GIVEN RECORDS:
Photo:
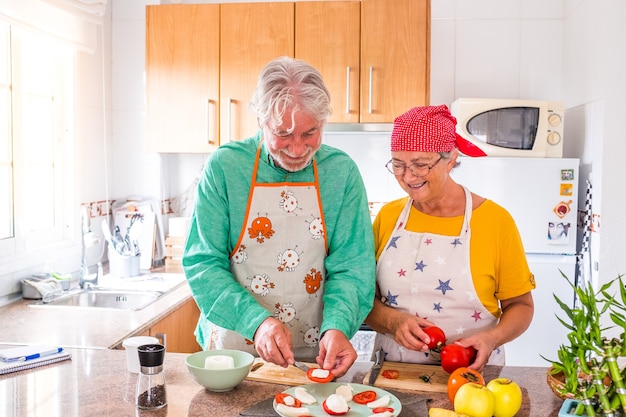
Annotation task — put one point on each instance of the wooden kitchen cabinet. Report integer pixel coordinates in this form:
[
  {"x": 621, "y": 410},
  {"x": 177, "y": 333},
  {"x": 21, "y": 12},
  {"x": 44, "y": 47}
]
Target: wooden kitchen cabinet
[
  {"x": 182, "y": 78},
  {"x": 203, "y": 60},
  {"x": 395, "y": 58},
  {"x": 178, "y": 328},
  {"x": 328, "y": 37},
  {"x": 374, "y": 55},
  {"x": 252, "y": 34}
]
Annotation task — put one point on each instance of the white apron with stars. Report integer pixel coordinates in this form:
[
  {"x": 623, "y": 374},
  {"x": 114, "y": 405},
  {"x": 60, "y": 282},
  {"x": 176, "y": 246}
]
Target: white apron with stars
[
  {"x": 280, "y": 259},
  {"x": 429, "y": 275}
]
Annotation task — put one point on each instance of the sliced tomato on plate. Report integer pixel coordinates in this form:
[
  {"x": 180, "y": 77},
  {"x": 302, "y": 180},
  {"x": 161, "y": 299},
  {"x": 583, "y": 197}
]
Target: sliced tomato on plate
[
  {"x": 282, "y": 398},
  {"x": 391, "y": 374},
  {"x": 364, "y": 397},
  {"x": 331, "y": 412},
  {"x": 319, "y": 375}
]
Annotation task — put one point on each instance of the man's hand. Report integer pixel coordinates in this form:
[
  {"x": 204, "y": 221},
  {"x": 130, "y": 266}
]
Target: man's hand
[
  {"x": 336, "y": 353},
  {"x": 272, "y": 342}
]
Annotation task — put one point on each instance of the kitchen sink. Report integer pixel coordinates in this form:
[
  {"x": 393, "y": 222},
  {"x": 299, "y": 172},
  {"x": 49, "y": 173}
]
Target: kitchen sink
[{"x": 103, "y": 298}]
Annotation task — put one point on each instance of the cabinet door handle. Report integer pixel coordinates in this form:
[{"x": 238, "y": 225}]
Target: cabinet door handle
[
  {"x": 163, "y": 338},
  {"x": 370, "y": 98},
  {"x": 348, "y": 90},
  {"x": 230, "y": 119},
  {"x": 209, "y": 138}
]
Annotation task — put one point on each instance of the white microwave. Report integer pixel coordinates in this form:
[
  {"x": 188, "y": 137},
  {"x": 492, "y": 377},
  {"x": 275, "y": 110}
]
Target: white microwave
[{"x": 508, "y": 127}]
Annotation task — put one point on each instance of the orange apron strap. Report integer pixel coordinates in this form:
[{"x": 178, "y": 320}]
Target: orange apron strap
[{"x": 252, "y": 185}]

...

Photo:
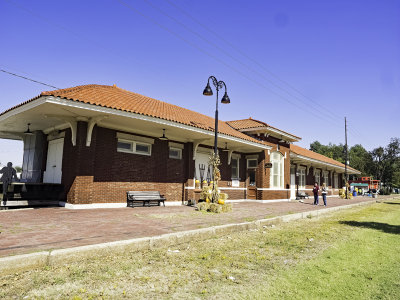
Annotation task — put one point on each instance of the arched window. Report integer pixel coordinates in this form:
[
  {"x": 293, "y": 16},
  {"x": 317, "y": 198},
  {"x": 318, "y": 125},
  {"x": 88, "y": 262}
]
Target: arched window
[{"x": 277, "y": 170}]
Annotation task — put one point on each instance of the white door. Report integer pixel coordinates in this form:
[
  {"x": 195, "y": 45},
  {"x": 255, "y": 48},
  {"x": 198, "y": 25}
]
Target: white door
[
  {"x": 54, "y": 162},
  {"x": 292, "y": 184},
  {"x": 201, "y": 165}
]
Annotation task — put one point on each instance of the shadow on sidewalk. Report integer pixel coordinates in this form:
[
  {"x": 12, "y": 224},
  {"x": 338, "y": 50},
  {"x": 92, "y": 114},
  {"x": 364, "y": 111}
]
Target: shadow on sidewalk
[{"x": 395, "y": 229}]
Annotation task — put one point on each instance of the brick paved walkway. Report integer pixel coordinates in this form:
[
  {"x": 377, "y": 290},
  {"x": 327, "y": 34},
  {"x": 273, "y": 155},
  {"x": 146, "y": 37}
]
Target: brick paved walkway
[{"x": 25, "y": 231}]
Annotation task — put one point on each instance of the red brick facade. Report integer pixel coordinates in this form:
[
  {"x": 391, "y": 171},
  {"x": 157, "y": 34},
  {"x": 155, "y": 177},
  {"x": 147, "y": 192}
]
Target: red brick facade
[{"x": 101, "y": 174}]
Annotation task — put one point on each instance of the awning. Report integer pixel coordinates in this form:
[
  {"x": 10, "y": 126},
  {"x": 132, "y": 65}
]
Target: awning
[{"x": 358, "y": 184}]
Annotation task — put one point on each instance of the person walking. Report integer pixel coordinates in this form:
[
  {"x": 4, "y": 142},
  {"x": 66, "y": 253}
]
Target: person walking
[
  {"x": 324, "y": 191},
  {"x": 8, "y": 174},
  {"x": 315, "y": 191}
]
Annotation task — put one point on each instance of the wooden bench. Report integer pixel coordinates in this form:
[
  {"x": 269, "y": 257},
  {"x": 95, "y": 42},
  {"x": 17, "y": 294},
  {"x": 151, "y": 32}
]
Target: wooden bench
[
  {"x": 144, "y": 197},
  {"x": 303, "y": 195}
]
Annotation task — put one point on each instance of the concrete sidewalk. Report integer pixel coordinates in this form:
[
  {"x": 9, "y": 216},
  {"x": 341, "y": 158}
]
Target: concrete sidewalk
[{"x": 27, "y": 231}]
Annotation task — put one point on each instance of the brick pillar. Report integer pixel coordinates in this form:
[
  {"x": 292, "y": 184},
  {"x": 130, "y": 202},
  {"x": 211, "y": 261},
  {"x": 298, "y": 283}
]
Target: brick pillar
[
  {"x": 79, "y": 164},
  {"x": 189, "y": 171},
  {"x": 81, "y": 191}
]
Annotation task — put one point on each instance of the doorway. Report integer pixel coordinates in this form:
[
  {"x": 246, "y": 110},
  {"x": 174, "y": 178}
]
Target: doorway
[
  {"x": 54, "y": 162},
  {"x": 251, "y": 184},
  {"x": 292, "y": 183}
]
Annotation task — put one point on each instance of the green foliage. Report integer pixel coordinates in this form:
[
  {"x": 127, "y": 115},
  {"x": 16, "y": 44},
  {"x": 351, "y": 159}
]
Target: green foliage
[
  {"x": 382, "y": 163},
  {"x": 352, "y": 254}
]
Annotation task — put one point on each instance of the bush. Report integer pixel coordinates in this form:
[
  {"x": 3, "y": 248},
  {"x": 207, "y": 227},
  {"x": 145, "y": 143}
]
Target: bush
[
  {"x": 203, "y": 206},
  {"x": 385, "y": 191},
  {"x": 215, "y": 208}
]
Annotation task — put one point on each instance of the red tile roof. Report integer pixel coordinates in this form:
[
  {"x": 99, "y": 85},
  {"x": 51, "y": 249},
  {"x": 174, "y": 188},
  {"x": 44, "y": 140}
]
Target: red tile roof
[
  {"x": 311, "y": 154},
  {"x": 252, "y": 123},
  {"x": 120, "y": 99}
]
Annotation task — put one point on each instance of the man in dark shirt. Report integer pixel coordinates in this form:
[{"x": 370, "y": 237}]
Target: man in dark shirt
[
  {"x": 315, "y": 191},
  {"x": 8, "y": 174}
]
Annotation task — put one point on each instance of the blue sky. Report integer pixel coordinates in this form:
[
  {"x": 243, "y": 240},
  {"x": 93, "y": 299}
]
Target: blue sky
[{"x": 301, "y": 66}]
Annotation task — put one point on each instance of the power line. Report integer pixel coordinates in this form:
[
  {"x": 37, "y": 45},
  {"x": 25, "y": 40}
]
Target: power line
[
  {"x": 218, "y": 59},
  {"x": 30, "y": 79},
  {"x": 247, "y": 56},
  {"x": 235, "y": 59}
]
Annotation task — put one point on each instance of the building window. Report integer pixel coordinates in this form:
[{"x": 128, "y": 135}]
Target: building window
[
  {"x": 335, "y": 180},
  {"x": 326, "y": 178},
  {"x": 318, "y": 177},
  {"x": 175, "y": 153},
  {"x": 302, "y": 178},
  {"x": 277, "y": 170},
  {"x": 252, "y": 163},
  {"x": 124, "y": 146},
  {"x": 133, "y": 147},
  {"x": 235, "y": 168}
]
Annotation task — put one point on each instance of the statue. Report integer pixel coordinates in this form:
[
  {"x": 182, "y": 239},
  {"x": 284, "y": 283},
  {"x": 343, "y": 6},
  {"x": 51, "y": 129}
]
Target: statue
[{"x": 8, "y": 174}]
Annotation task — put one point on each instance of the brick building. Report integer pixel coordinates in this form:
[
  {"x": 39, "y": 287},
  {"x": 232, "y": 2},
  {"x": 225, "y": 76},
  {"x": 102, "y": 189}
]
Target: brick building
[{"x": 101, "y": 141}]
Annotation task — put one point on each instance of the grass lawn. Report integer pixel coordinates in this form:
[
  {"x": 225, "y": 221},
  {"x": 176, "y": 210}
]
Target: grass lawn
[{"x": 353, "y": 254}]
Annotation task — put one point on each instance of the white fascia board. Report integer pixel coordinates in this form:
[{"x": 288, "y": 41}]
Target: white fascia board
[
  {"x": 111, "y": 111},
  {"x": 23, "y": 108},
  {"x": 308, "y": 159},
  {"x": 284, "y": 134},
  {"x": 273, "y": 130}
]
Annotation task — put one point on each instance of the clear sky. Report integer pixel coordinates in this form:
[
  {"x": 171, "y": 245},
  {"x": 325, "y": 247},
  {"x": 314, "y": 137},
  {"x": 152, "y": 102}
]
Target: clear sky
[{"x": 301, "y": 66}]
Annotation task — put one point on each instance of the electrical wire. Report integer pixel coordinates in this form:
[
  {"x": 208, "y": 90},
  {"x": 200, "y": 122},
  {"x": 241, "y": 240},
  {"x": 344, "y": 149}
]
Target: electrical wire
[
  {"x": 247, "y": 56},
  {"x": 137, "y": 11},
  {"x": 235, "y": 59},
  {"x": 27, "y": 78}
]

==

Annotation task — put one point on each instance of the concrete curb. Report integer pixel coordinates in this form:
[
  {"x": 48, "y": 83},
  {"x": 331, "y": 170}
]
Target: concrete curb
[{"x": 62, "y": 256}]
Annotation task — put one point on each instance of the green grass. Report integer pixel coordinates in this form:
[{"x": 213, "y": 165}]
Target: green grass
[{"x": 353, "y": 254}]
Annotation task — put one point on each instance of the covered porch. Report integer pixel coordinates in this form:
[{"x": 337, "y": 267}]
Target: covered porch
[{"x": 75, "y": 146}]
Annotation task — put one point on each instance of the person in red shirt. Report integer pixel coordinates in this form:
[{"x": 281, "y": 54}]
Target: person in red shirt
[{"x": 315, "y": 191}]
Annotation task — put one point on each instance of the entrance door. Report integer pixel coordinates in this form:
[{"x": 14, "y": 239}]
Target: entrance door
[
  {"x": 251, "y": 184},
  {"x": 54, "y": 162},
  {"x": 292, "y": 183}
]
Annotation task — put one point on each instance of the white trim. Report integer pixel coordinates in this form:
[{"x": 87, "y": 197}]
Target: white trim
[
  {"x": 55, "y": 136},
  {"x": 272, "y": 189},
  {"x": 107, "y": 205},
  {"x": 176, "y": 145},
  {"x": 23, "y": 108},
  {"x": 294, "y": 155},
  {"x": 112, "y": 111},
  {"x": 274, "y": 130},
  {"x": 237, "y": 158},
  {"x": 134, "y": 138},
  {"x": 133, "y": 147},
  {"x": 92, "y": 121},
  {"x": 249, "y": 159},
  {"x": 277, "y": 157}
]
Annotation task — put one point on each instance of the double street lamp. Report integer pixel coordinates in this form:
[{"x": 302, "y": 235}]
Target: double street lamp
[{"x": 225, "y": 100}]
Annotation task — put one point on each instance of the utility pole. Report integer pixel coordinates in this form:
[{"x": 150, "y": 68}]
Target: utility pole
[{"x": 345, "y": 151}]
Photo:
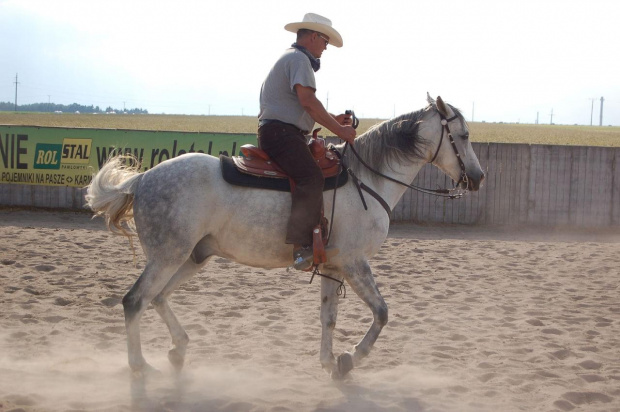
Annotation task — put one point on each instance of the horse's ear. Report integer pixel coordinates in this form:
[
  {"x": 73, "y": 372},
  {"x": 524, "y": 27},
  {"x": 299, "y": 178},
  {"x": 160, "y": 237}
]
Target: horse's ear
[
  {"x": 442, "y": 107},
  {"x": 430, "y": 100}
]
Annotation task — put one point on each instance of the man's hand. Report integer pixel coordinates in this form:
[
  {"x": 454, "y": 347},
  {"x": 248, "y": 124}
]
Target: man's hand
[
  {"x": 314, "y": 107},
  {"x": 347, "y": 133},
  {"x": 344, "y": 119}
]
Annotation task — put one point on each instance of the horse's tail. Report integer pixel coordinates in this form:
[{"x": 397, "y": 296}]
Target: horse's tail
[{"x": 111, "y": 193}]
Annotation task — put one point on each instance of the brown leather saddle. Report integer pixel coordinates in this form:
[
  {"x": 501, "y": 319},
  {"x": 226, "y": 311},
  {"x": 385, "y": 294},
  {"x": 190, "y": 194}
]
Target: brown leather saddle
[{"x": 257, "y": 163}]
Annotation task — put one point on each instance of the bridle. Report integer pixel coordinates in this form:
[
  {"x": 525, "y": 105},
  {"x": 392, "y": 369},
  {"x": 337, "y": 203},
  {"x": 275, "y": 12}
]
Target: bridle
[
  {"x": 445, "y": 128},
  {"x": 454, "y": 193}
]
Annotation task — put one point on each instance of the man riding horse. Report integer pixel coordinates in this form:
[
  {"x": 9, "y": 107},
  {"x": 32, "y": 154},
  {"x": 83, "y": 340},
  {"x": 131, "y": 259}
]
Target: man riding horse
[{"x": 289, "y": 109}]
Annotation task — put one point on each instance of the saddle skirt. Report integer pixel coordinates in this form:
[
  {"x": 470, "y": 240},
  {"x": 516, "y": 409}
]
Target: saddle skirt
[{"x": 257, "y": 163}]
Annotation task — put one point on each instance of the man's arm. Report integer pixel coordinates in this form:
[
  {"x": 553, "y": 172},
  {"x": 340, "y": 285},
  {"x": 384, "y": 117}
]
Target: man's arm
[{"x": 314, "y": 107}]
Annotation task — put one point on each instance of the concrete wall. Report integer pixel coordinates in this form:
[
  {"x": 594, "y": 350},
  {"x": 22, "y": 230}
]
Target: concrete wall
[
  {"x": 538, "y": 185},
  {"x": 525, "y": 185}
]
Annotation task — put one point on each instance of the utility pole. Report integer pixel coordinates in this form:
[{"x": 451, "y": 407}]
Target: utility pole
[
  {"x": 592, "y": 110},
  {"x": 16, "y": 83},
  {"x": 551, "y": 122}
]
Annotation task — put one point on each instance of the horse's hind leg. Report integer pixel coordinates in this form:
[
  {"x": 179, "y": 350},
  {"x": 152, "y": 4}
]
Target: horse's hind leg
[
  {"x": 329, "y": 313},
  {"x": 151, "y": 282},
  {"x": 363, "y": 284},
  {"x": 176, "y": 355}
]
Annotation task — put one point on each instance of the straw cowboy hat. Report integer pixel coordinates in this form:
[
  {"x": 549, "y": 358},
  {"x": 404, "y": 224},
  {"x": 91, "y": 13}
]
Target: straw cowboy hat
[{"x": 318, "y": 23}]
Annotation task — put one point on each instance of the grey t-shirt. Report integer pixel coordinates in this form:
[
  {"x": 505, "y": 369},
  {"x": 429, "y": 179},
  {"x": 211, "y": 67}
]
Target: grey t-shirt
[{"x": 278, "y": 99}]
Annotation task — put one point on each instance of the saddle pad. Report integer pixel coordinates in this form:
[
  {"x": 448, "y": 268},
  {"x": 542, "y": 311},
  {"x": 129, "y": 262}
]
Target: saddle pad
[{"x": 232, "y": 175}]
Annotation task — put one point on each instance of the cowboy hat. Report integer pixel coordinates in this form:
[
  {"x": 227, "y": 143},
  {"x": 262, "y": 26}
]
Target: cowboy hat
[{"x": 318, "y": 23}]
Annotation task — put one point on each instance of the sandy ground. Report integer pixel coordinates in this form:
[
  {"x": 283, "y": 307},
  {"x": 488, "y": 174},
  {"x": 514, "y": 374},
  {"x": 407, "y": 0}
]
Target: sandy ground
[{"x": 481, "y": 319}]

YOUR GOAL:
Go to the line with "of the blue" in the entries above and repeat every line from there through the line with "of the building", exactly and with no other text.

WRITTEN ANSWER:
Annotation task — put one point on each instance of the blue sky. Report integer pixel coordinates in this form:
[
  {"x": 243, "y": 240},
  {"x": 93, "y": 299}
]
Target: blue sky
[{"x": 301, "y": 66}]
Annotation task — put one point on each instance of the power line. Report integer pixel coordinates in this form:
[
  {"x": 37, "y": 45},
  {"x": 25, "y": 40}
]
Target: power line
[
  {"x": 218, "y": 59},
  {"x": 30, "y": 79},
  {"x": 247, "y": 56},
  {"x": 235, "y": 59}
]
Annotation task — put one point on each instance of the building window. Report integer pixel coordinates in this form:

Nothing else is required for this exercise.